### Texto para leitura
____________________
No primeiro artigo desta série, falamos sobre por que utilizar a teoria dos tipos de personalidade pode ser útil na criação de personagens fictícios e até mesmo no próprio processo de escrita. Mas, na prática, como isso funciona? Vamos analisar com mais detalhe como incorporar a teoria dos tipos de personalidade no desenvolvimento dos personagens pode torná-los mais críveis e realistas, incluindo alguns exemplos.
Consistência
Ao considerar o tipo de personalidade de um personagem, o autor consegue elaborar comportamentos com uma razoável consistência, evitando assim confundir ou irritar leitores com ações aparentemente erráticas ou incongruentes. Vamos começar com um exemplo.
Exemplo: A sargento Denise Washington (uma Protagonista Turbulenta, ENFJ-T) era sempre a primeira a entrar durante uma batida policial. Incansável desde o primeiro dia na força, queria provar seu valor em meio ao mar de masculinidade azul que às vezes sentia que poderia engoli-la. Ela executava seu trabalho com orgulho, avançando decidida para abrir caminho na mentalidade antiquada do departamento, com a mesma determinação com que arrombaria uma porta em uma operação.
____________________
### Seção de dados
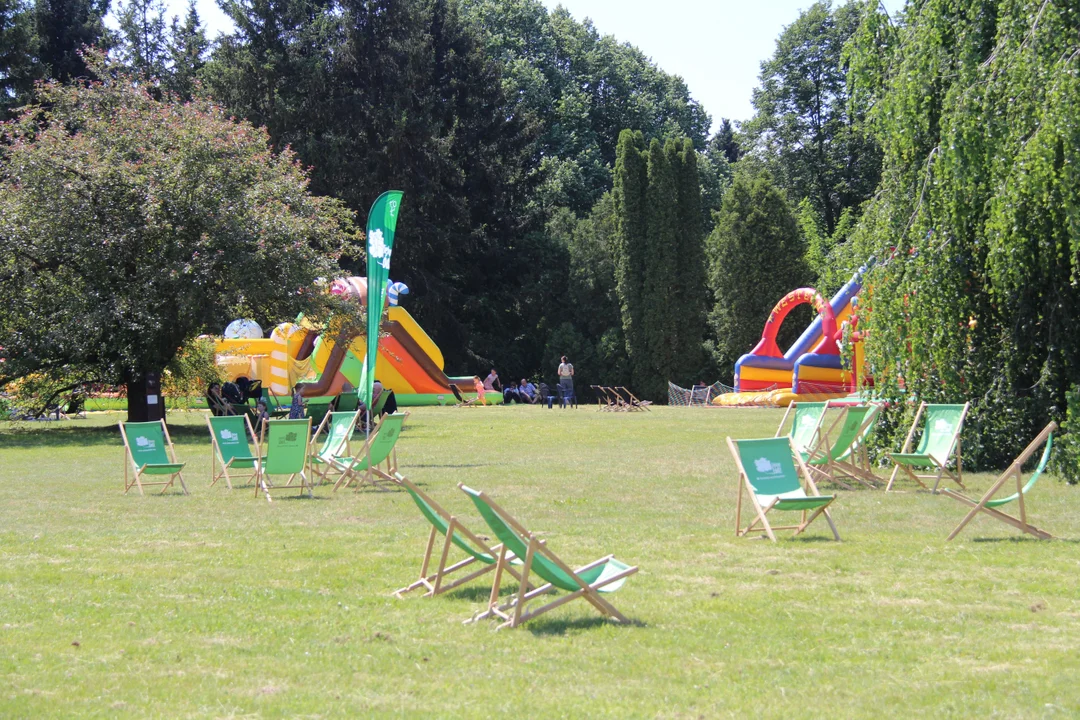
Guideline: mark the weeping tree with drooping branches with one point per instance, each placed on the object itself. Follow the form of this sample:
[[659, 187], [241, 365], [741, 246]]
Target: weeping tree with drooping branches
[[976, 219]]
____________________
### Complete o seguinte
[1] Traduza para o inglês esta frase do texto sobre tipos de personalidade: "Ao considerar o tipo de personalidade de um personagem, o autor consegue elaborar comportamentos com uma razoável consistência, evitando assim confundir ou irritar leitores com ações aparentemente erráticas ou incongruentes."
[2] Segundo o texto sobre tipos de personalidade, que tipo é atribuído à sargento Denise Washington?

### As soluções
[1] By considering a character's personality type, the author can craft behaviors with reasonable consistency, thus avoiding confusing or irritating readers with seemingly erratic or incongruous actions.

[2] Ela é uma Protagonista Turbulenta (ENFJ-T).